▶ [Work to be completed]
Only the text belongs in the answer: every line of the records below, transcribed exactly.

Stored data entries:
* * *

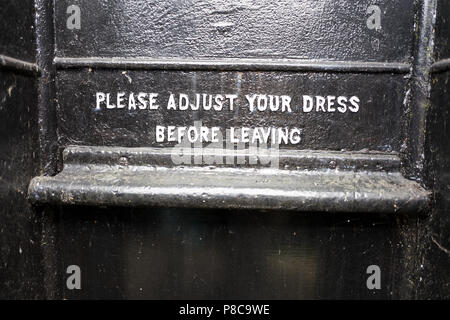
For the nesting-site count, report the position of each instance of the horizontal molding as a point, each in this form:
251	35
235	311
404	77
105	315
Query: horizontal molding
10	63
231	65
137	177
441	66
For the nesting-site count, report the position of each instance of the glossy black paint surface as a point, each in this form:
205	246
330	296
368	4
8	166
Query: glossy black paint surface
324	29
201	254
379	124
175	253
21	271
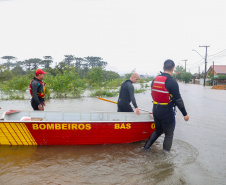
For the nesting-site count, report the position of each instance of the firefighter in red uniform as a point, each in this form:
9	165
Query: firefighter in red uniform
37	90
166	95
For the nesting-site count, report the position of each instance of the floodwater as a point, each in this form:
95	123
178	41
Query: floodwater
198	154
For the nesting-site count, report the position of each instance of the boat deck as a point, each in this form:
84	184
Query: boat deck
59	116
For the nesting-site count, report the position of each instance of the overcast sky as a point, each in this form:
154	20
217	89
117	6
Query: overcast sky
128	34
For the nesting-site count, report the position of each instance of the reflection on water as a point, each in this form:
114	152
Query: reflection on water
197	156
100	164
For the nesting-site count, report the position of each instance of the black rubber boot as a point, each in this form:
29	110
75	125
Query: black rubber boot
151	140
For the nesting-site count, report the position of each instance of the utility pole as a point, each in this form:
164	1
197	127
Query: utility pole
185	64
205	64
213	72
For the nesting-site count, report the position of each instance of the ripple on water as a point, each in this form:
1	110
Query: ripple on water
103	164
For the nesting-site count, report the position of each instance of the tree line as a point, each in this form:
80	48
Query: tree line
68	79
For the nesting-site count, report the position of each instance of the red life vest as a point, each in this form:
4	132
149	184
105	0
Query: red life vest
41	94
159	92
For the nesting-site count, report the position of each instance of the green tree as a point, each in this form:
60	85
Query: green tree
18	70
69	59
186	77
95	76
95	62
222	77
47	61
5	74
8	64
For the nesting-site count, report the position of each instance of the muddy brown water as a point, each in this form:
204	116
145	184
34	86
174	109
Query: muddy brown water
198	154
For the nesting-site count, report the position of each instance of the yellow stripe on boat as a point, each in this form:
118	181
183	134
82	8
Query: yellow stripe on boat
15	134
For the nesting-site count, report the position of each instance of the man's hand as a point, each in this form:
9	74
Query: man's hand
137	111
186	118
40	107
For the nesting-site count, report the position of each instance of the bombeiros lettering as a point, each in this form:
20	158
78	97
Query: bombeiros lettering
122	126
59	126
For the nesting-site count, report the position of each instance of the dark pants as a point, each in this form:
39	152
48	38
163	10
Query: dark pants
35	105
124	106
164	119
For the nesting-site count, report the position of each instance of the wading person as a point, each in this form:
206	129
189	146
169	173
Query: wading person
166	95
37	90
126	95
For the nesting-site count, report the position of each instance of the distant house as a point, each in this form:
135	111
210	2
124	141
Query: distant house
217	70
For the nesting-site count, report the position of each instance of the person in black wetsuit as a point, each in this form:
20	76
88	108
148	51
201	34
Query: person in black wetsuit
126	95
166	95
37	90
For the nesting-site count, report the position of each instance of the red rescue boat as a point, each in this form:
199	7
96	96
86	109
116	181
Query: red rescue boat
73	128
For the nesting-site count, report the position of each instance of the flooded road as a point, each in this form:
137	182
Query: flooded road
198	154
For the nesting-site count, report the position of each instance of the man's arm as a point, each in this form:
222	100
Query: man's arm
174	90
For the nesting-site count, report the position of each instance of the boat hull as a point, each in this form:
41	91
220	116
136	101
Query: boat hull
73	128
73	133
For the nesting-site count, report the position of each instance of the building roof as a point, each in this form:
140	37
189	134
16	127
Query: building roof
219	69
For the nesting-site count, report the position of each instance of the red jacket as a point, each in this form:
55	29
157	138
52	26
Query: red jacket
159	92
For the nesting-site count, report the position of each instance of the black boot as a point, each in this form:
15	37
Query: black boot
151	140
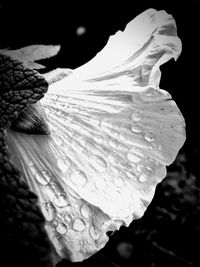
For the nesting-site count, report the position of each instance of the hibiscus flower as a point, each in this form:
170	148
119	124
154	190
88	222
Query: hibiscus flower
97	143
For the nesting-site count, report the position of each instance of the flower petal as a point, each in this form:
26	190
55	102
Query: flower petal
113	131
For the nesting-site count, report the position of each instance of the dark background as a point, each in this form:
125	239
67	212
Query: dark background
166	235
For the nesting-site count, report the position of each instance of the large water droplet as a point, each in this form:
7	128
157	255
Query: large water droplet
63	165
85	211
43	177
48	211
79	178
136	116
67	218
118	181
113	143
140	167
122	137
78	225
60	201
143	178
122	147
95	122
98	163
94	233
61	228
57	244
160	147
58	140
131	175
132	157
98	139
135	129
149	137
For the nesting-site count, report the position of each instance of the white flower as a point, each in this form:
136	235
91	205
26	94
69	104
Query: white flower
112	131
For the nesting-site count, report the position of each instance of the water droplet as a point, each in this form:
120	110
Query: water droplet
122	137
67	218
100	183
149	137
113	143
79	178
118	181
139	167
159	147
57	244
122	147
58	140
98	163
85	211
132	157
58	113
96	122
135	129
63	165
131	175
31	163
112	159
98	139
80	30
48	211
43	178
78	225
61	228
143	178
136	116
60	201
94	233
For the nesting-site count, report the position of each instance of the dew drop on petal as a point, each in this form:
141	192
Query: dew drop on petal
131	175
57	244
132	157
98	139
136	116
118	182
143	178
61	228
139	167
79	178
149	137
48	211
67	218
85	211
63	165
43	177
60	201
80	30
78	225
113	143
159	147
94	233
98	163
135	129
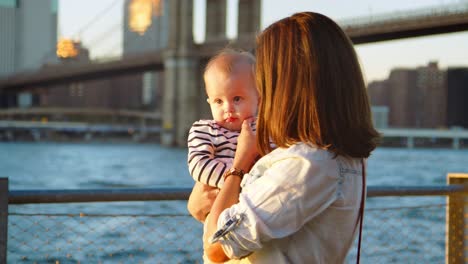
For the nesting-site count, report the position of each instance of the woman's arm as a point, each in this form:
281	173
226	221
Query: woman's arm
246	154
201	200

* * *

▶ [Task response]
For the nesting-site count, report the position of each instance of the horizontal molding as a point, each in this form:
251	35
235	311
404	77
105	315
Query: horizontal molding
10	63
231	65
137	177
441	66
For the nesting-site count, report the position of each instance of the glossy black paint surface as a point, each in this form:
205	246
330	296
368	4
8	166
Query: glossy black paint surface
324	29
201	254
379	124
175	253
21	271
For the nesting-site count, report the position of each instance of the firefighter in red uniform as a point, each in this form:
9	165
Query: firefighter in red uniform
37	90
166	95
For the nesting-site count, report the position of each instance of the floodwater as a point, each in this form:
95	123
178	41
Query: floodwater
198	154
For the nesting-site count, report the position of each instance of the boat deck as a point, each in this form:
84	184
Query: boat deck
59	116
For the nesting-site count, report the position of each instance of the overcast sky as a point, each in this form:
154	20
217	89
117	6
Query: overcast sky
128	34
For the nesting-site count, report the position of each instance of the reflection on water as a point, each in this form:
114	152
Query: reflection on water
197	156
100	164
For the nesting-site count, report the position of each instance of the black rubber boot as a point, each in this form:
29	110
75	125
Query: black rubber boot
151	140
For the nesting-site count, report the position of each instance of the utility pole as a point, each in this form:
164	1
197	127
Query: utility pole
185	64
205	64
213	72
For the nesting-site count, report the position of each instance of the ripple on water as a point, each in this form:
1	110
Query: ripple on water
103	164
For the nesting-site count, report the position of each instance of the tree line as a point, each in this form:
80	48
Query: tree line
68	79
For the nesting-site count, report the position of each instance of the red life vest as a point, each in this form:
4	132
149	184
105	0
Query: red life vest
41	94
159	92
For the nesting-site count, report the position of each instance of the green tree as a point, each in this form:
60	85
Query: green tree
18	70
69	59
186	77
95	76
95	62
222	77
47	61
5	74
8	64
For the nesting-site count, report the position of each instance of the muddy brown water as a point, each in this form:
204	116
145	184
34	86
174	109
Query: muddy brown water
198	154
For the nesting-site count, report the position of each instance of the yellow stripe on boat as a point, each in this form:
118	181
183	134
82	8
Query: yellow stripe on boat
15	134
For the nesting-site count, report the position of each instance of the man's hand as a point, each in this form:
9	74
Query: man's hand
137	111
186	118
40	107
For the nesting-site count, report the position of each instance of the bombeiros lettering as a point, each in this form:
20	158
78	97
Query: bombeiros lettering
122	126
59	126
For the nesting-site count, report the position of each instance of the dark pants as a point, each in this form:
39	152
48	38
163	10
Query: dark pants
35	105
124	106
164	119
For the nesting-site count, report the position of each instance of the wading person as a point, each in this form:
206	129
189	146
169	173
Query: wading person
166	95
37	90
126	95
For the nesting-site count, report the position of each instance of the distant house as a point, each in this form:
135	111
210	2
124	141
Query: distant house
217	70
For the nesting-site count, report the position of each instance of the person in black wetsuit as a point, each in this form:
20	76
88	108
148	51
201	34
Query: person in black wetsuit
126	95
166	95
37	90
For the nesting-site count, report the position of each instance of the red rescue boat as a point, each in this form:
199	7
96	96
86	109
116	181
Query: red rescue boat
73	128
For the nesting-site count, report the position of each instance of the flooded road as a point, each in this form:
137	182
Query: flooded road
198	154
For the nesting-site count, report the position of each instance of the man's arm as a point, each in this form:
222	100
Query: man's arm
174	90
For the nesting-site count, report the position of each instance of the boat hull as a point, each in this form:
41	91
220	116
136	101
Query: boat hull
73	128
73	133
For the nesting-site count, report the position of each instance of the building roof as a point, each in this form:
140	37
189	134
16	127
Query: building roof
219	69
For the nesting-site count, report the position of each instance of the red jacket as a point, each in this form:
55	29
157	138
52	26
Query: red jacket
159	92
For the nesting-site count, report the position of each instance of the black boot as a point, each in this form:
15	37
Query: black boot
151	140
For the nesting-site count, report the position of each instance of the hibiscus flower as a point, each in this form:
170	148
119	124
154	190
88	222
Query: hibiscus flower
97	143
For the nesting-site count, report the position of each instance of the flower petal as a point, each in this form:
26	190
55	102
Query: flower petal
113	131
For the nesting-site count, report the position of each instance of the dark background as a point, each in this form:
125	239
67	212
Query: dark background
166	235
For the nesting-site count, report the position of each instance of the large water droplet as a point, each in this form:
7	128
157	255
Query: large water droplet
63	165
85	211
43	177
48	211
79	178
136	116
67	218
118	181
113	143
140	167
122	137
78	225
60	201
143	178
122	147
95	122
98	163
94	233
61	228
57	244
160	147
58	140
131	175
132	157
98	139
135	129
149	137
For the nesting-site count, report the position of each instance of the white flower as a point, each in this form:
136	235
91	205
26	94
69	104
Query: white flower
112	131
For the nesting-site count, report the position of each instance of the water droplet as a point, each in this form:
120	110
Query: water droplet
122	137
67	218
100	183
149	137
113	143
79	178
118	181
139	167
159	147
57	244
122	147
58	140
98	163
85	211
132	157
58	113
96	122
135	129
63	165
131	175
31	163
112	159
98	139
80	30
48	211
43	178
78	225
61	228
143	178
136	116
60	201
94	233
For the nesting-site count, report the position of each instance of the dew drop on petal as a point, each in this form:
141	192
Query: dew drop on petal
131	175
57	244
132	157
98	139
136	116
118	182
143	178
61	228
139	167
79	178
149	137
48	211
67	218
85	211
63	165
43	177
60	201
80	30
78	225
113	143
159	147
94	233
98	163
135	129
For the nesting-site count, report the position of each instance of the woman's arm as a point, each in this form:
281	173
226	221
Query: woman's arm
246	154
201	200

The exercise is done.